[Stored entries]

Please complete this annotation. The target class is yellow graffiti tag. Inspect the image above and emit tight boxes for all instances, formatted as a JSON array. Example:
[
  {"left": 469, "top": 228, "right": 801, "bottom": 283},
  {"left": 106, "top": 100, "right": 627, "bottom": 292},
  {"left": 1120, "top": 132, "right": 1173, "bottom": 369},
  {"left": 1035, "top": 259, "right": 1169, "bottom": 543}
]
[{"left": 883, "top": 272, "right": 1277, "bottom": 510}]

> **WHAT THE TASK REQUIRES**:
The job here is to write out all the entries again exactly.

> **SOLVED EXERCISE**:
Please complete this annotation. The target class is yellow graffiti tag. Inspect the image above and emit tight boxes for all instances, formatted as a JSON array. Example:
[
  {"left": 469, "top": 228, "right": 801, "bottom": 283},
  {"left": 106, "top": 100, "right": 627, "bottom": 292},
  {"left": 1120, "top": 132, "right": 1173, "bottom": 369},
  {"left": 1035, "top": 259, "right": 1169, "bottom": 543}
]
[{"left": 883, "top": 272, "right": 1277, "bottom": 510}]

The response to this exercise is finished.